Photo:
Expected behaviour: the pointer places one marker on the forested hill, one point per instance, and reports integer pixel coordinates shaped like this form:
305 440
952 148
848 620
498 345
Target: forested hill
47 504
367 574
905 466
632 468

*EXERCISE PROMPT*
Duplicate the records above verbatim, preserving every line and its order.

*ANSWER TO THIS EXERCISE*
Photo:
Expected behaviour: the pointer places one marker on the forested hill, one point per instance, and reports integer pixel coordinates shaped like this form:
305 440
952 148
848 620
498 345
Target: forested hill
47 504
367 574
905 466
632 468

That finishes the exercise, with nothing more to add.